Page text
They also invested in an energy reclamation-heat transfer process that saves about 750,000 therms of natural gas annually – and turns out cleaner linens.
SDG&E and the California Public Utilities Commission have both honored the company for its efforts.
Today, Gildred and his team, which includes people who knew the industry from the inside as well as a controller who came from the biotech industry, are looking at expansion into the Los Angeles and Orange County markets. When they go north, they’ll invest in new facilities, too.
Emerald Textiles already serves Sharp Healthcare, Scripps Health, UCSD Medical System, Eisenhower Medical Center in Rancho Mirage, and Kaiser in San Diego and Orange Counties.
But while Gildred acknowledges he’s turned into a bit of a workaholic in recent years, he is all about making San Diego a better place as his family has done over three generations. His parents Philip and Lyn Gildred, like him, are Rancho Santa Fe residents, and he’s close to his two sisters and their families.

Work instructions
Continue the Emerald Textiles profile from its last sentence, about Gildred's parents and sisters.

Extracted records
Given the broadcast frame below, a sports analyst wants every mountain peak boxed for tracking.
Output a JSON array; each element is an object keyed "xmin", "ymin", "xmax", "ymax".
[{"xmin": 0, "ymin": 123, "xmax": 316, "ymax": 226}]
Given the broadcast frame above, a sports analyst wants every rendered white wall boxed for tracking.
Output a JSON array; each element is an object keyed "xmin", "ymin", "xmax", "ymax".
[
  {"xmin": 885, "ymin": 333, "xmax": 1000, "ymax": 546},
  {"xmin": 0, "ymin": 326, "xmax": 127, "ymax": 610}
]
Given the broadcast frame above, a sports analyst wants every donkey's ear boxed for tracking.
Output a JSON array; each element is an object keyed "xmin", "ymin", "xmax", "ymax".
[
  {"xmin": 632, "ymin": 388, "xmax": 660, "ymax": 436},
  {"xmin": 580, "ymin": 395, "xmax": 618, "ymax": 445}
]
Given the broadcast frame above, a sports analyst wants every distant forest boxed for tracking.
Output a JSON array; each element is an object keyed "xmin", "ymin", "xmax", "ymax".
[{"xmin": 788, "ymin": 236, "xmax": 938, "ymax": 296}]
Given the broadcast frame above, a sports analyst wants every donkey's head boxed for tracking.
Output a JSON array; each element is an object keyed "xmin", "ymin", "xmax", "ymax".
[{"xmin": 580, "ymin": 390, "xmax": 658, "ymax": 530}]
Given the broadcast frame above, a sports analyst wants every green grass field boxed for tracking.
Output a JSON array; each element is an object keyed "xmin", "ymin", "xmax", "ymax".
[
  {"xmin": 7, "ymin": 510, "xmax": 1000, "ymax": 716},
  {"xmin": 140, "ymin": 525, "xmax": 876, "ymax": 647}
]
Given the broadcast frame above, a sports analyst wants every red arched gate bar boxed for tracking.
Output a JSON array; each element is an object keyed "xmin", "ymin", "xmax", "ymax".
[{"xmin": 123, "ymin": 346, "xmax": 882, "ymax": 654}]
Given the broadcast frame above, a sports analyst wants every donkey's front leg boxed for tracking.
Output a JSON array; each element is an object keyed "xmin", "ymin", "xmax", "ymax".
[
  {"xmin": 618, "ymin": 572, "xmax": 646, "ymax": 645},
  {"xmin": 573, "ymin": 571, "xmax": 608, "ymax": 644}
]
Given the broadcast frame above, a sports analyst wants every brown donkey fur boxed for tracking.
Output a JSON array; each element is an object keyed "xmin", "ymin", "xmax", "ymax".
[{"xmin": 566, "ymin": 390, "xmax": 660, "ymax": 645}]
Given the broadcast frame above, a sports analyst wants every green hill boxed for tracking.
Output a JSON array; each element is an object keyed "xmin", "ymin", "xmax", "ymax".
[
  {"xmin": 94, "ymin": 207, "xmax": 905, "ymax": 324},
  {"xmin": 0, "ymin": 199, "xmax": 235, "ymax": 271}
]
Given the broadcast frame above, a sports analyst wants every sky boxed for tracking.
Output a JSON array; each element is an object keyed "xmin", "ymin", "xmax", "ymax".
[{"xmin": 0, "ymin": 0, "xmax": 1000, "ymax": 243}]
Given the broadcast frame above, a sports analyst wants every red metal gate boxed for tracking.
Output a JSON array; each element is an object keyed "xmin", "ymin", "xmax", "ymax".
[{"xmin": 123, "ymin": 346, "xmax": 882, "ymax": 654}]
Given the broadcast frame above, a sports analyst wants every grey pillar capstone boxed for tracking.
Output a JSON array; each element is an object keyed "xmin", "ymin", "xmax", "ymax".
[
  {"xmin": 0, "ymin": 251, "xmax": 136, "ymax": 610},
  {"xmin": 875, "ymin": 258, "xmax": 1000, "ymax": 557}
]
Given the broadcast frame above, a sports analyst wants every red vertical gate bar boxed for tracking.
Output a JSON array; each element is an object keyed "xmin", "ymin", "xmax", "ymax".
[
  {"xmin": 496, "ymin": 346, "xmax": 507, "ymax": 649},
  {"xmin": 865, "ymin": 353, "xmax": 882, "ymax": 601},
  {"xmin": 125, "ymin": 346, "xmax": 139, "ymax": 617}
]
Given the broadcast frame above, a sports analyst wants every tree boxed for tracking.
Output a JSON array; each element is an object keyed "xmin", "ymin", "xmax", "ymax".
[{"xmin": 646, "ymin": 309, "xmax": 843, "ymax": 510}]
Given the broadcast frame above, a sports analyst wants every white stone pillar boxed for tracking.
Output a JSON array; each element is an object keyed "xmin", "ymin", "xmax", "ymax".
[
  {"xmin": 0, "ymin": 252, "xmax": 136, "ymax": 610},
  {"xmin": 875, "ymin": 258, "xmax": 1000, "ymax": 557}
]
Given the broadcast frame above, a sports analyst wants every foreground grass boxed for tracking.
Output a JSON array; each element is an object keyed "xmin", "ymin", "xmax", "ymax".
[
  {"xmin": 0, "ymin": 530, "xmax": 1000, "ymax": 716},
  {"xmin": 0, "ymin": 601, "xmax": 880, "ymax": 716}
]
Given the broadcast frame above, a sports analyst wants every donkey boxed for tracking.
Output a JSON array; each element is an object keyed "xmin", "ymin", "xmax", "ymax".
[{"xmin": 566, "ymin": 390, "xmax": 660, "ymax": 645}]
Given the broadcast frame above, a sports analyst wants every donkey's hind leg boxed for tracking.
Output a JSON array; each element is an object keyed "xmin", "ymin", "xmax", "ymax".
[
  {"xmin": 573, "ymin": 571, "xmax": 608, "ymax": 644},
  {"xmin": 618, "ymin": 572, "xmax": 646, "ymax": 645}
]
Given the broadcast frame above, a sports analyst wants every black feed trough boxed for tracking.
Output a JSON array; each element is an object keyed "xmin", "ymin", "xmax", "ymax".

Output below
His father grew up in Mission Hills; his mom in the Chula Vista-Bonita area before moving to Point Loma. Now their son is president of The Gildred Companies, a real estate company managing over a million square feet of industrial and business parks that’s been in business for 85 years.
FMT Consultants, an Enterprise Resource Planning software company he founded in 1995, has done well, Gildred said, “providing me the opportunity to be more engaged in the community, which I see as my responsibility.”
He believes strongly that people should take time to do what they can.
“If not us, who will it be?” he asked. “If you are waiting for the answer, you are doing the wrong thing.”
His grandfather, Philip L. Gildred, came to San Diego with his brother Ted Sr. in 1925 and built the Fox Theatre — now Copley Symphony Hall. Philip then helped found Sharp Hospital. Tom’s uncle, Ted Jr,. is a former ambassador to Argentina who was instrumental in establishing the Institute of the Americas at UCSD and formed the Lomas Santa Fe Group.
Both of his grandfathers – one was an artist — were presidents of the San Diego Museum of Art, as was his mother, so his involvement with the museum was in his blood, he said, adding. “I never did expect to be an expert.”
But because he understands the operational aspects of running a successful business, he said he believes he can be an asset.
“I want everybody in San Diego to be aware of the museum and go visit the museum,” he said. “It’s important to be aware of the museum and participate as visitors or through school groups. What if there’s a DaVinci out there and they never are exposed to the museum.”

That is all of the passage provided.